Dans l'extrait consacré à Nuit de fureur, sous quel surnom le tueur à gages Carl Bigelow est-il aussi connu ?

------ Extrait du document

Réédition du chef-d’œuvre de Jim Thompson (1906-1977), tout en nuances… de noir. Un grand moment dostoïevskien.

Fidèle au catalogue de sa grande époque François Guérif, Rivages ressort quatre classiques de Jim Thompson, parmi lesquels celui que l’éditeur dans Du polar (Payot, 2013) signale comme le chef-d’œuvre du romancier qu’il met au sommet du genre, tout près de Dashiell Hammett. « Thompson décrit une descente dans les tréfonds de l’âme humaine comme personne n’avait osé le faire avant lui. » Patricia Osganian, dans un article qui a fait date (revue Mouvements, N° 15/16 août 2001), n’hésite pas à le comparer à Dostoïevski pour son génie à « rejouer les questions du mal et de la responsabilité ». Au reste l’Américain, un an après Nuit de fureur (Savage Night, 1953) s’essaiera à un remake de Crime et Châtiment avec A Hell Of A Woman (Une femme d’enfer, Rivages/noir, 2013).
Et il y a bien du Raskolnikov chez Carl Bigelow alias « Little Bigger », le tueur à gages de Nuit de fureur, torturé par sa conscience jusqu’au final tragique du roman : emblématique en cela des personnages de Thompson dont Manchette dans ses Chroniques disait qu’ils souffraient d’une « malédiction intérieure ». Un autre meurtrier, Lou Ford dans Le Démon dans ma peau (1952), se décrit quant à lui en empruntant à « un manuel d’agronomie » : « Une mauvaise herbe est une herbe qui n’est pas à sa place ». Autrement dit, le monde n’est pas « noir ou blanc, bon ou mauvais ». Mais ce relativisme serait seulement cynique voire nihiliste, et en tout cas désespérant, s’il n’était universellement contredit par le fait que l’homme, doté de libre-arbitre, sera toujours in fine tenu pour responsable de ses choix. Et pourtant… le « méchant » pouvait-il vraiment ne pas l’être, pouvait-il ne pas le devenir ? À la loterie de la vie, Carl a tiré un numéro perdant. Une enfance pauvre, des parents morts trop tôt, la faim, etc. Et un physique ingrat, témoin son autoportrait : « Petit homme d’aspect plutôt inoffensif, qui mesure un peu plus d’un mètre cinquante (avec des talonnettes) et pèse approximativement quarante-cinq kilos ». Avec ça tuberculeux, voyant à peine sans ses verres de contact, et portant un dentier. Ce à quoi il était destiné ? Au mieux, pompiste dans la morne station-essence de ses parents adoptifs.
Dans les premières pages, Carl pique une crise terrible dans un magasin parce que le vendeur l’ignore : il est là pour se procurer des chaussures qui le grandissent un peu, acharné qu’il est à démentir la violence de l’ordre du monde. « Cela me donnait l’impression d’être un autre homme, même si je savais que je ne faisais pas illusion ». Il a moins de 30 ans, mais à le voir discrètement cracher du sang, nous savons qu’il ne fera pas de vieux os.

------------
------ Extrait des données

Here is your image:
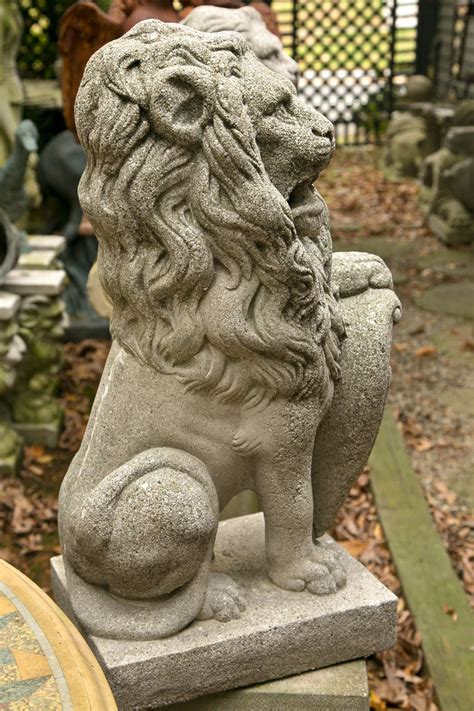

------------

**Corrigé:** « Little Bigger »